**** GIVEN DATA ****
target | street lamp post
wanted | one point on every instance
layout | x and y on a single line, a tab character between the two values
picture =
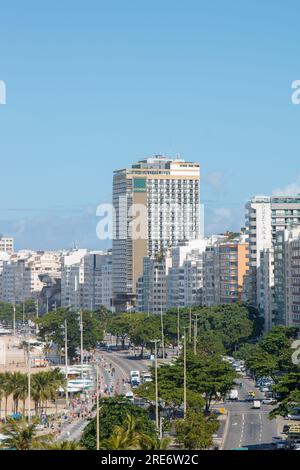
37	316
29	377
162	332
97	406
156	341
184	372
81	343
178	331
66	361
14	319
195	333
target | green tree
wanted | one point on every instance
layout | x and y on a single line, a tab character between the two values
114	412
22	436
195	432
51	328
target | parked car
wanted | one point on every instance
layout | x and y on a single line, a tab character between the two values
279	443
268	401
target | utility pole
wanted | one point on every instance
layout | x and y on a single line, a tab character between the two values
162	332
37	316
178	332
29	377
66	362
97	406
81	343
184	372
156	341
195	333
14	319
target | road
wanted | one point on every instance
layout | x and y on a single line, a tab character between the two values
123	362
248	427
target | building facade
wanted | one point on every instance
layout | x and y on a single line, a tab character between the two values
6	244
156	204
267	218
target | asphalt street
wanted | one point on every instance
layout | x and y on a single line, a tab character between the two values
248	427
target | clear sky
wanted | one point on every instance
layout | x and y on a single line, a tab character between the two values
93	86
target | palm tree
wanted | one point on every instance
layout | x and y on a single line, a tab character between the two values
22	436
153	443
125	437
64	445
1	390
7	388
19	385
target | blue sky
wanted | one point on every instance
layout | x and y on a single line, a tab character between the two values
92	86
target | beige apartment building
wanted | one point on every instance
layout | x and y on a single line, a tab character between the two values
157	205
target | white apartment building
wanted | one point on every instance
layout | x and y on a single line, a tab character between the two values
20	274
6	244
292	277
152	286
86	280
266	286
157	205
185	278
225	264
266	216
175	280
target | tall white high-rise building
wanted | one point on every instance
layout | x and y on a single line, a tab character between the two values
6	244
266	217
86	281
157	205
20	279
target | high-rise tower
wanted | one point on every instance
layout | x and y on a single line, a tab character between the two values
157	205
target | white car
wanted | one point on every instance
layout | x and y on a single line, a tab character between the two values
268	401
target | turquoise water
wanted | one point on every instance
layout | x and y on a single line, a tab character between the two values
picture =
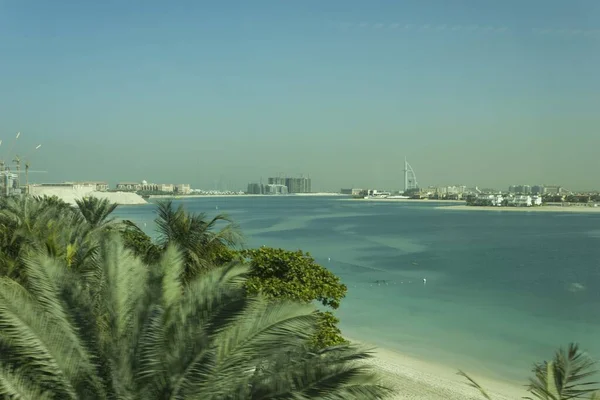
503	289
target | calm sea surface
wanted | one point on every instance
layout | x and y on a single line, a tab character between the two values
503	289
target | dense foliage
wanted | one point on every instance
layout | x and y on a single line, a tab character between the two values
294	275
127	330
92	308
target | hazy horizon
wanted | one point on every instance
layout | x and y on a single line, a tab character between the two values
474	93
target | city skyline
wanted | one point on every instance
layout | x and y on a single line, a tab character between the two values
470	92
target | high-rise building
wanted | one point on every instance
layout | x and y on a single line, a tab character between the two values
294	185
276	189
256	188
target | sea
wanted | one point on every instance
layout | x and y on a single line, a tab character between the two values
487	292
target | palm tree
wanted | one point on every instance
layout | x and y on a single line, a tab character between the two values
196	236
30	223
96	211
33	224
563	378
122	329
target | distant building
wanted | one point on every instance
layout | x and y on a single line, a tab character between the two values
294	185
129	186
256	188
166	187
298	185
276	181
182	188
553	189
537	189
99	186
276	189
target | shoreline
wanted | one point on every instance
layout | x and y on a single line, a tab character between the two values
197	196
415	379
408	200
563	209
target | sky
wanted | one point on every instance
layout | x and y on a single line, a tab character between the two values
222	93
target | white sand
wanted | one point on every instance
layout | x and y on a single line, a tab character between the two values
70	195
576	209
409	200
419	380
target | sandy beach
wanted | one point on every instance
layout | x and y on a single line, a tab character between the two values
409	200
419	380
574	209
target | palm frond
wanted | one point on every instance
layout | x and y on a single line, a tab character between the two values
565	377
16	384
475	385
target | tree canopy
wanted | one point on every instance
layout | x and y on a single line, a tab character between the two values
294	275
133	331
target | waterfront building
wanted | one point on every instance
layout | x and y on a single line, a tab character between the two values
129	186
276	189
182	188
294	185
256	188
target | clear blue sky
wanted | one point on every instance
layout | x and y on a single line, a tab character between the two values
475	92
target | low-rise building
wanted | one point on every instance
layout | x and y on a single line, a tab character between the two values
129	186
182	188
166	187
98	185
276	189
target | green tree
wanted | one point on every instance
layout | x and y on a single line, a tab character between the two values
127	330
565	377
38	224
295	275
198	237
96	211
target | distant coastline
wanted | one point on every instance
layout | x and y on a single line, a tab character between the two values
409	200
188	196
573	209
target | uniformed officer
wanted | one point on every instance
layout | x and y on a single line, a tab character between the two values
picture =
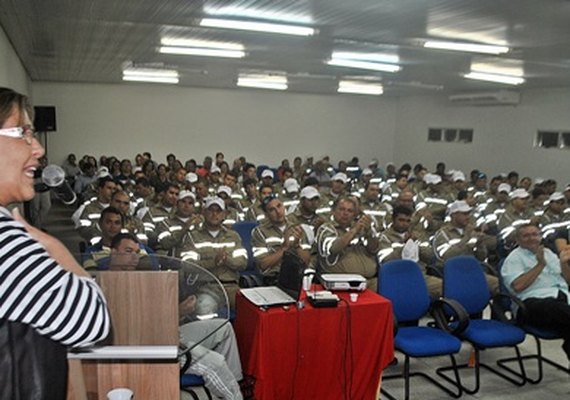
347	245
216	248
274	237
173	231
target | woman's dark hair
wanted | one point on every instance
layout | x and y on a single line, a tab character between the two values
10	99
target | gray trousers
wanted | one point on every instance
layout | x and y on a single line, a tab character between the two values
215	357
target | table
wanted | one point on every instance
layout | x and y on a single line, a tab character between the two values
316	353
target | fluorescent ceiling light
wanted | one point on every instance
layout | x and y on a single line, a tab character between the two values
152	79
206	44
263	81
151	75
164	73
375	57
468	47
339	62
243	12
257	26
357	87
196	51
507	79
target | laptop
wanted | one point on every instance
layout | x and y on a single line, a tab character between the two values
289	284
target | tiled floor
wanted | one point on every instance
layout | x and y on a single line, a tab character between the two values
555	385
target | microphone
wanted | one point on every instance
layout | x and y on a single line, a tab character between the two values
54	177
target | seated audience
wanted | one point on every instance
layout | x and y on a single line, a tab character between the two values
347	245
275	236
397	236
540	279
217	248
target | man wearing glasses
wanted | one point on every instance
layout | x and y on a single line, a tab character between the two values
540	279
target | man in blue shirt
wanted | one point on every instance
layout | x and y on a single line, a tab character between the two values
540	279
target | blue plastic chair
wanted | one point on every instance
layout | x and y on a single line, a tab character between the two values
402	282
464	281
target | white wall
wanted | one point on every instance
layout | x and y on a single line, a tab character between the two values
264	126
12	74
503	135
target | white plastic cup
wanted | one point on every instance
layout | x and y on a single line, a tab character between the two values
120	394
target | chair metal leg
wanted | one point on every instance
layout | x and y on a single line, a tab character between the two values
540	359
478	365
407	375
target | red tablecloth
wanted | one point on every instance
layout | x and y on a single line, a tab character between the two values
316	353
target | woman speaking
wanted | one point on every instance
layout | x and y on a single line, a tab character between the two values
47	301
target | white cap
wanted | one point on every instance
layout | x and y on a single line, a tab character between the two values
458	176
556	196
504	187
224	189
103	172
519	194
191	177
432	179
340	176
214	200
309	192
186	193
459	206
291	185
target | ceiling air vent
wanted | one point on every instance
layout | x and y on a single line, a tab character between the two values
499	98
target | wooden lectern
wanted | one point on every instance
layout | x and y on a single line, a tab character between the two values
141	353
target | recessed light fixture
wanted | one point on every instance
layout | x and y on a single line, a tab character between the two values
467	47
372	66
248	12
204	48
196	51
506	79
205	44
372	57
151	75
263	81
359	87
258	26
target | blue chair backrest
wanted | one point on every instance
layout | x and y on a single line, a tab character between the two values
244	229
464	281
402	282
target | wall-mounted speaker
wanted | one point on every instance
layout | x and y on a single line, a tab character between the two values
44	120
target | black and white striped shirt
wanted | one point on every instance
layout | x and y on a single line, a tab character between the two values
35	290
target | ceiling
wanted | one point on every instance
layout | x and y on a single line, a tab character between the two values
94	40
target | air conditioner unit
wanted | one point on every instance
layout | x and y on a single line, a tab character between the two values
****
Replace "a tab character" with "a single space" everywhere in the listing above and reproduce it with nothing else changed, leaving out the pictures.

target | street lamp post
wanted | one point on every instance
layout | x and y on a single line, a single space between the two values
picture =
37	316
29	377
162	332
97	406
156	341
184	372
81	343
178	331
66	361
14	319
195	333
target | green tree
wanted | one point on every instance
layout | x and y on a single line, a single space between the two values
114	412
22	436
195	432
51	328
target | parked car
wanted | one point on every instance
layout | x and y on a single line, a single space between the two values
279	443
268	401
target | utility pole
wanted | one point on every instance
layout | x and y on a single line, a single space between the two values
162	332
37	316
178	332
29	377
66	362
97	406
81	343
184	372
156	341
195	333
14	319
target | road
wanted | one point on every instance
layout | x and y on a single line, a single space between the two values
123	362
248	427
target | building facade
wanted | one point on every instance
layout | x and y on a single line, a single space between the two values
6	244
156	204
267	218
target | asphalt street
wanted | one point on every instance
layout | x and y on a single line, a single space between the two values
248	427
target | clear sky
wanted | one point on every instance
layout | x and y on a single line, a single space between the two values
93	86
target | palm tree
wanted | one point on every instance
layout | x and y on a single line, a single space between the two values
22	436
153	443
125	437
64	445
1	390
7	388
19	385
target | blue sky
wanted | one point on every instance
layout | x and y on a single line, a single space between the two values
92	86
target | beige apartment building
wanted | one point on every instance
layout | x and y on a single line, a single space between the two values
157	205
target | white apartment building
wanted | one point on every instance
layout | x and y on a single line, a single space between the two values
20	274
6	244
292	277
152	286
86	280
266	286
157	205
185	278
225	264
266	216
175	280
target | tall white high-rise building
wanted | one point on every instance
layout | x and y on a single line, a single space between the two values
6	244
266	217
86	281
157	205
20	279
target | high-rise tower
wanted | one point on every instance
layout | x and y on a single line, a single space between the two values
157	205
target | white car
wanted | one point on every instance
layout | x and y on a single line, a single space between the two values
268	401
target | turquoise water
wanted | one point on every instance
layout | x and y on a single line, a single space between the two values
picture =
503	289
target | calm sea surface
wanted | one point on every instance
layout | x and y on a single line, a single space between the two values
503	289
target | dense foliage
wanted | one point on every instance
layout | x and y on a single line, a single space between the two values
294	275
127	330
92	308
target | hazy horizon
wanted | one point on every instance
layout | x and y on a single line, a single space between the two values
474	93
target | city skyline
wanted | one point on every instance
layout | x and y on a single line, a single space between the two values
470	92
target | high-rise building
wanted | one point on every instance
layout | x and y on a single line, a single space between the two values
294	185
276	189
256	188
target | sea
wanted | one point on every instance
layout | x and y on a single line, a single space between the two values
487	292
target | palm tree
wanted | one point on every instance
layout | x and y on a single line, a single space between the two values
196	236
30	223
96	211
33	224
563	378
122	329
target | distant building
wanted | one point on every instance
layout | x and y on a single line, a single space between the two values
294	185
129	186
256	188
166	187
298	185
276	181
182	188
553	189
537	189
99	186
276	189
target | shoreline
wanted | one point on every instance
layout | x and y on a single line, a single space between the two values
197	196
415	379
408	200
563	209
target | sky
wanted | one point on every instance
layout | x and y on a single line, a single space between the two values
222	93
target | white sand
wanted | one point on every instance
layout | x and y on a single line, a single space between the two values
70	195
576	209
409	200
419	380
target | sandy beach
wanted | one point on every instance
layout | x and y on a single line, a single space between the two values
409	200
419	380
574	209
target | palm frond
wanted | one point on every instance
layout | x and y on a single line, a single space between the two values
565	377
16	384
475	385
target | tree canopy
wanted | one point on every instance
layout | x and y on a single line, a single space between the two values
294	275
133	331
target | waterfront building
wanted | one point on every instance
layout | x and y on a single line, a single space between the two values
129	186
276	189
182	188
294	185
256	188
target | clear blue sky
wanted | one point on every instance
layout | x and y on a single line, a single space between the two values
475	92
target | low-rise building
wanted | one point on every instance
layout | x and y on a single line, a single space between the two values
129	186
182	188
166	187
98	185
276	189
target | green tree
wanted | one point on every instance
layout | x and y on a single line, a single space between the two values
127	330
565	377
38	224
295	275
198	237
96	211
target | distant coastline
wanted | one point on every instance
layout | x and y on a single line, a single space between the two values
409	200
188	196
573	209
target | uniformed officer
wanted | one point on every instance
layout | x and y on a single line, a single space between the two values
picture =
347	245
216	248
274	237
173	231
target | woman's dark hair
wanted | one point on every instance
layout | x and y on a single line, a single space between the two values
10	99
target | gray trousers
wanted | one point on every instance
layout | x and y on a single line, a single space between the two values
215	357
target | table
wanted | one point on every instance
layout | x and y on a single line, a single space between the two values
316	353
target | fluorescent ceiling light
wanted | one point on every instance
layout | x and y on a single line, a single space between the two values
152	79
206	44
263	81
151	75
164	73
375	57
468	47
339	62
243	12
257	26
357	87
196	51
507	79
target | laptop
wanted | one point on every instance
layout | x and y on a single line, a single space between the two values
289	284
target | tiled floor
wanted | one point on every instance
layout | x and y on a single line, a single space between the two values
555	385
target | microphone
wanted | one point on every instance
layout | x and y on a single line, a single space between the two values
54	177
target | seated audience
wanted | one point on every instance
layout | x and y on a single line, a single space between the two values
347	245
275	236
397	236
540	279
217	248
target | man wearing glasses
wanted | one point on every instance
layout | x and y on a single line, a single space between the two values
540	279
target | man in blue shirt
wanted | one point on every instance
layout | x and y on a single line, a single space between the two values
540	279
target | blue plastic chair
wanted | one point on every instance
layout | x and y on a single line, a single space between the two values
402	282
464	281
target | white wall
wanted | one point on every instance
layout | x and y on a single line, a single space between the two values
264	126
12	74
503	135
target | white plastic cup
wanted | one point on every instance
layout | x and y on a single line, a single space between the two values
120	394
target | chair metal leg
wanted | one point on every instance
layout | x and y on a single line, a single space between the two values
540	359
478	365
407	375
target | red tablecloth
wanted | one point on every instance
layout | x and y on a single line, a single space between the two values
316	353
target | woman speaking
wanted | one point on every instance
layout | x and y on a single line, a single space between the two values
47	301
target | white cap
wanted | one point on every instance
layout | x and y on a single line, a single space between the two values
458	176
556	196
504	187
224	189
103	172
519	194
191	177
432	179
340	176
214	200
309	192
186	193
459	206
291	185
target | ceiling air vent
wanted | one point on every instance
layout | x and y on a single line, a single space between the two values
499	98
target | wooden lectern
wanted | one point on every instance
layout | x and y on a single line, a single space between the two values
141	353
target | recessed light fixture
wanted | one point on every instance
layout | x and y on a single line, a single space between the two values
467	47
372	66
248	12
204	48
196	51
506	79
205	44
372	57
151	75
263	81
359	87
258	26
target | blue chair backrest
wanted | one point on every instance
layout | x and y on a single line, a single space between the two values
244	229
464	281
402	282
target | wall-mounted speaker
wanted | one point on every instance
layout | x and y on a single line, a single space between the two values
44	120
target | black and white striped shirt
wanted | one point on every instance
layout | x and y on a single line, a single space between the two values
35	290
target | ceiling
wanted | one point on every instance
layout | x and y on a single line, a single space between the two values
94	40
target | air conditioner unit
wanted | one point on every instance
layout | x and y on a single line, a single space between the two values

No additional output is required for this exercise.